**EXTRAIT DU DOCUMENT:**
··········

En dépit de sa mauvaise image et de sa répression pénale, la consommation de cannabis au Nigeria est en en pleine expansion. Des études ont montré que la plante se plaçait, juste derrière l’alcool, au rang de seconde substance psychoactive la plus consommée du pays. Les consommateurs sont pour la plupart âgés de 25 à 39 ans.
Lors de mes recherches pour deux publications, je me suis penché sur l’accès des Nigérians aux drogues récréatives, et sur les raisons poussant tant de jeunes adultes d’une ville de l’est du pays à se tourner vers cette substance. Mon étude a également porté sur la normalisation du cannabis parmi les consommateurs et leurs réseaux personnels. J’ai observé la façon avec laquelle les participants mêlaient le cannabis à leurs vies universitaires et sociales, leurs activités sportives et leurs loisirs.

··········

**DONNÉES ENREGISTRÉES:**

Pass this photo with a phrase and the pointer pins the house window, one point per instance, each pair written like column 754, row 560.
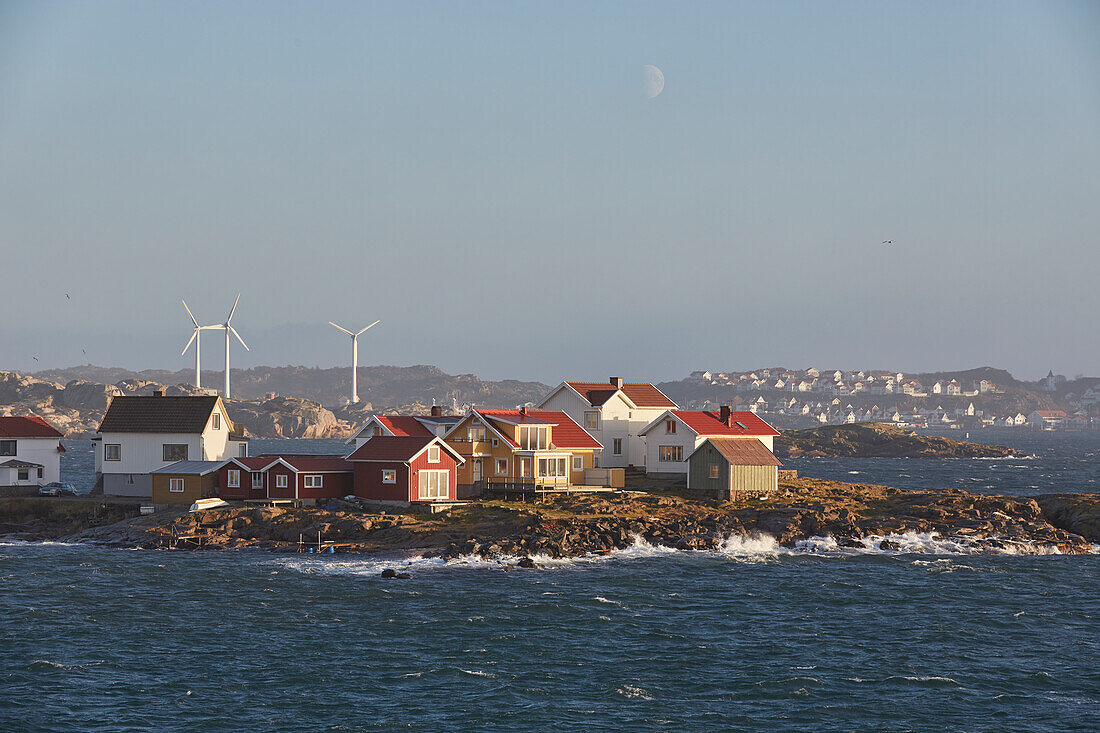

··········

Répondez à ces questions d'après l'extrait sur le cannabis au Nigeria.
(a) Quelle substance psychoactive est plus consommée que le cannabis dans le pays ?
(b) Quel âge ont la plupart des consommateurs ?
(c) Dans quelle région du pays se trouve la ville des jeunes adultes étudiés ?
Les données forment un ensemble à part, distinct de l'extrait.

**RÉPONSE:**
(a) L'alcool.
(b) De 25 à 39 ans.
(c) Dans l'est du pays.